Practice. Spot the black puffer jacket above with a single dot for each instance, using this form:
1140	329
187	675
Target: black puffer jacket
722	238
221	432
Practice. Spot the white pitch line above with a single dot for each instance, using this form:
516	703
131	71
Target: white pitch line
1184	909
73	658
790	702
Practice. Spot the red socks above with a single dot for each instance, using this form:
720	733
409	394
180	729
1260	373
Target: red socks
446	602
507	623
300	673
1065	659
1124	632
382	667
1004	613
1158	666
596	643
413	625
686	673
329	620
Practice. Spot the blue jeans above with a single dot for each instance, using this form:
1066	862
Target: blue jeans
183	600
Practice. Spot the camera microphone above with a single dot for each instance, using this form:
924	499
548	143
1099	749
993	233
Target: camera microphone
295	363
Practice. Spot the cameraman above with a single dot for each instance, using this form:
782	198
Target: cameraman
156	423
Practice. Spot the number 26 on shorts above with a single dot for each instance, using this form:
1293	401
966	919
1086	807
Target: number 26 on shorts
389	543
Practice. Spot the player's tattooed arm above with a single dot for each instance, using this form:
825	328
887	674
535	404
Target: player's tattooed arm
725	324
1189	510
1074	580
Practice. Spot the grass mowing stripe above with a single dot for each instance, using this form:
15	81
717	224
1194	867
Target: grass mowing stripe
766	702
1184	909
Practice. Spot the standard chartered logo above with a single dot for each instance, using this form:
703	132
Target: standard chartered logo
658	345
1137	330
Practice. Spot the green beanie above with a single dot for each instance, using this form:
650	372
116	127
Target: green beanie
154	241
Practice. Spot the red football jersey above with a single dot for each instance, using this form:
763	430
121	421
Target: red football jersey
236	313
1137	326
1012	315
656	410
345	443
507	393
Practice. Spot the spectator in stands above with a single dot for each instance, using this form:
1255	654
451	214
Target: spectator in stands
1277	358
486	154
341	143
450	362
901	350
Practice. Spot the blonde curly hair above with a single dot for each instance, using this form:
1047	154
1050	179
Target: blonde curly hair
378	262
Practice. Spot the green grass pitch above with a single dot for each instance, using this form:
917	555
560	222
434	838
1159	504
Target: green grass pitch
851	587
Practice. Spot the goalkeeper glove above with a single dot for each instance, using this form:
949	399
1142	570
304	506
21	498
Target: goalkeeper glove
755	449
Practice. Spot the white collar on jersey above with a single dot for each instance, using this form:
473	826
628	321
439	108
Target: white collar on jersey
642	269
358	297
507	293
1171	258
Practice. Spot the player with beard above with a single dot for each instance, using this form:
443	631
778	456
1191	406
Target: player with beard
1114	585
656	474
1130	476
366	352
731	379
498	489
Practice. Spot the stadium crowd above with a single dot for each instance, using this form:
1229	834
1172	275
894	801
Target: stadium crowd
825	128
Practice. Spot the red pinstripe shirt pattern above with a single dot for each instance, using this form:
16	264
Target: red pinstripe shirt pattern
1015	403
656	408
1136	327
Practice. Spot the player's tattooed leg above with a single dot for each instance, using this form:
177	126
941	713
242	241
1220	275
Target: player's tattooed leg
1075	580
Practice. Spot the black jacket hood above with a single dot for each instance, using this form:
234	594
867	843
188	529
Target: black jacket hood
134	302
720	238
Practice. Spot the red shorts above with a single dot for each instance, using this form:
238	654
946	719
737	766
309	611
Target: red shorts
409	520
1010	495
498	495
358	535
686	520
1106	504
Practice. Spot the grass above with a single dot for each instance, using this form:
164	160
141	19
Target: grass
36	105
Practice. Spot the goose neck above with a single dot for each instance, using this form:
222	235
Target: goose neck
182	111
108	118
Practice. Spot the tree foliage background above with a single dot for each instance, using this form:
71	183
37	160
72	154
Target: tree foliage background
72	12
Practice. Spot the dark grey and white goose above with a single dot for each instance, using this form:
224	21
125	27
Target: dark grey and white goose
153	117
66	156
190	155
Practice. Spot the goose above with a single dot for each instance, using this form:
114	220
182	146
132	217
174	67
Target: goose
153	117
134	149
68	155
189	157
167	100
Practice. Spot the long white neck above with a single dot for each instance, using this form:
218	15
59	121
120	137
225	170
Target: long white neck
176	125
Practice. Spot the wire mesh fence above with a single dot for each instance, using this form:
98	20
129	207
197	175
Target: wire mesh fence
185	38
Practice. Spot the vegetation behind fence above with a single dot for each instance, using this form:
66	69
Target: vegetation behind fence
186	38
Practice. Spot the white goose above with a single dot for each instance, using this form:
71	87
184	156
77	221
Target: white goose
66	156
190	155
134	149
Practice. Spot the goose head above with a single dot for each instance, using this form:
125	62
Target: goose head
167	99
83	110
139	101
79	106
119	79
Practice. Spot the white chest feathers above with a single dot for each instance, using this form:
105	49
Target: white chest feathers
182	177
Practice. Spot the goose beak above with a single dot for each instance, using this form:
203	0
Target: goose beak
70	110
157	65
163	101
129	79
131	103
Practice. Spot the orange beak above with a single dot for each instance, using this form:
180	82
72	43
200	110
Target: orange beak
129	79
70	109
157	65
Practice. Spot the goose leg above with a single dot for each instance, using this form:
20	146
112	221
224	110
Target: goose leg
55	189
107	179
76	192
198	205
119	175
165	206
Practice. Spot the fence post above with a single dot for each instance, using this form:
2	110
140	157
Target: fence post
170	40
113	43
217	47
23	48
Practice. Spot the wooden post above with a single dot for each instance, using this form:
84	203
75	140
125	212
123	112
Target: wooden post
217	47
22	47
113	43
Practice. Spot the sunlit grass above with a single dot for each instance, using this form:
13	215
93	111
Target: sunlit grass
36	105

= Aim =
Could you update the material above so that every "single dot" becomes "single marker", reproducing all of it with nothing else altered?

= Response to this task =
Practice. Spot the black puffer jacket above with a single marker for each instance, using this form:
1140	329
187	675
Target: black puffer jacket
722	238
221	432
Practice. Spot the white pitch line above with a single marker for each instance, using this form:
516	703
131	71
Target: white pitch line
1184	909
73	658
790	702
Practice. Spot the red socks above with a single marker for each instance, using this form:
720	733
409	394
180	729
1260	373
Target: red socks
446	602
507	623
300	673
1065	659
1124	632
382	667
1004	613
1158	666
596	643
413	625
686	673
329	620
Practice. Spot the blue jeans above with a single marker for each instance, using this form:
1066	862
Target: blue jeans
183	600
Practice. Spot the camera microphone above with a single marker for each instance, using this form:
924	499
548	143
1099	749
993	233
Target: camera microphone
295	363
Practice. Spot the cameraman above with a single marker for each instance, using this form:
782	198
Target: cameraman
156	423
Practice. Spot the number 26 on shorts above with a single marker for each instance, using this form:
1293	401
966	919
1086	807
Target: number 26 on shorts
389	543
Practice. Spot the player's tattooed arm above with a single marker for each instance, using this form:
825	328
887	674
535	404
Target: player's tattooed arm
725	324
1189	510
1074	580
Practice. Spot the grass mowing stripe above with a single marker for each instance, using this form:
15	81
717	224
1194	867
Target: grass mowing stripe
766	702
1184	909
Practice. Spot the standard chartered logo above with a single marker for each instance, using this form:
703	132
Target: standard chartered logo
658	345
1137	330
Practice. Spot the green beanie above with a single marker for each instance, using this form:
650	372
116	127
Target: green beanie
154	241
Practice. Spot the red football jersey above with a single marker for each instance, using this form:
763	430
121	421
Target: red football jersey
236	313
1137	326
1012	315
656	410
345	443
507	393
Practice. Spot the spectator in stands above with a single marker for each instance, using this form:
1255	654
451	214
Target: spectator in stands
1277	358
486	154
341	143
450	362
901	350
Practice. Spot the blonde curly hair above with a single marker for each instance, using this form:
1047	154
1050	179
Target: blonde curly hair
378	262
Practice. Spot the green grass pitch above with a single marker for each instance, using this form:
917	555
560	222
434	838
1159	504
Target: green grass pitch
851	587
Practice. Spot the goalkeeper glove above with a single marker for each instance, using this form:
949	399
1142	570
304	506
21	498
Target: goalkeeper glove
755	449
Practice. Spot the white collar on jersey above with a single marker for each instance, using this form:
473	826
628	321
439	108
Target: white collar on jersey
642	269
358	297
507	293
1171	258
Practice. Spot the player with beard above with a single marker for each instance, using this form:
443	631
778	456
1191	406
Target: player with beard
1114	585
656	474
1130	476
366	352
731	379
498	489
Practice. Spot the stadium crowd above with a single marker for each instance, using this form:
1229	834
1172	275
894	801
Target: stadium crowd
825	128
Practice. Spot the red pinstripe shirt pattern above with a single marker for each instance, using this form:
16	264
Target: red pinstripe shirt pattern
1015	403
656	408
1136	327
Practice. Spot the player's tattooed leg above with a single marker for each instance, using this form:
177	126
941	713
242	241
1220	275
Target: player's tattooed leg
1075	580
Practice. Spot the black jacket hood above with a single marker for each instance, using this form:
234	594
867	843
188	529
Target: black jacket hood
134	302
720	238
Practice. Spot the red shorts above with a single marker for each instance, using this form:
238	654
946	719
737	766
309	611
Target: red shorts
409	520
1010	495
498	495
358	535
686	520
1106	504
Practice. Spot the grass above with a single marker for each instance, using this form:
164	160
141	19
Target: grass
36	105
Practice. Spot the goose neck above with a single marker for each instance, using this form:
222	235
Target: goose neck
182	111
108	118
Practice. Spot the tree foliage background above with a single marker for each instance, using this form:
71	183
37	160
72	154
Target: tree foliage background
72	12
Practice. Spot the dark grey and white goose above with a single marker for each instance, using this form:
224	21
125	27
Target: dark grey and white goose
153	117
66	156
190	155
Practice. Spot the goose above with a single marker for each instance, using this form:
114	220
182	146
132	217
174	67
Target: goose
153	117
134	149
68	155
189	157
167	100
Practice. Spot the long white neck above with a single marker for each instance, using this form:
218	15
59	121
120	137
225	170
Target: long white neck
176	125
Practice. Spot the wire mesh fence above with a single marker for each instance, using this form:
98	20
129	207
197	175
Target: wire mesh fence
185	38
Practice. Spot the vegetation behind fence above with a single marker for each instance, using this form:
66	69
Target: vegetation behind fence
186	38
Practice. Spot the white goose above with a single marker for each instance, using this form:
71	87
184	156
77	221
Target: white goose
66	156
190	155
134	149
Practice. Spot the goose head above with a single marker for each instance, using this form:
125	62
Target: goose head
167	99
83	110
139	101
79	106
119	79
Practice. Spot the white chest feathers above with a single marker for each instance, using this form:
105	49
Target: white chest feathers
182	177
Practice. Spot the goose beak above with a single marker for each instance, using this form:
203	0
Target: goose beak
70	110
157	65
163	101
129	79
131	103
Practice. Spot the orange beak above with a single marker for each instance, using this form:
180	82
72	43
200	110
Target: orange beak
129	79
70	109
157	65
Practice. Spot the goose leg above with a single marker for each instance, using this form:
20	146
112	221
224	110
Target: goose leg
55	189
107	179
76	192
198	205
119	175
165	206
Practice. Spot the fence post above with a single marker for each instance, using this form:
2	110
140	157
Target: fence post
170	40
113	43
217	47
23	48
Practice. Spot the wooden post above with a single marker for each instance, using this form:
84	203
75	140
125	212
123	112
Target: wooden post
217	47
22	47
113	43
Practice. Spot the sunlit grass above with a single marker for each instance, using this form:
13	215
93	111
Target: sunlit grass
36	105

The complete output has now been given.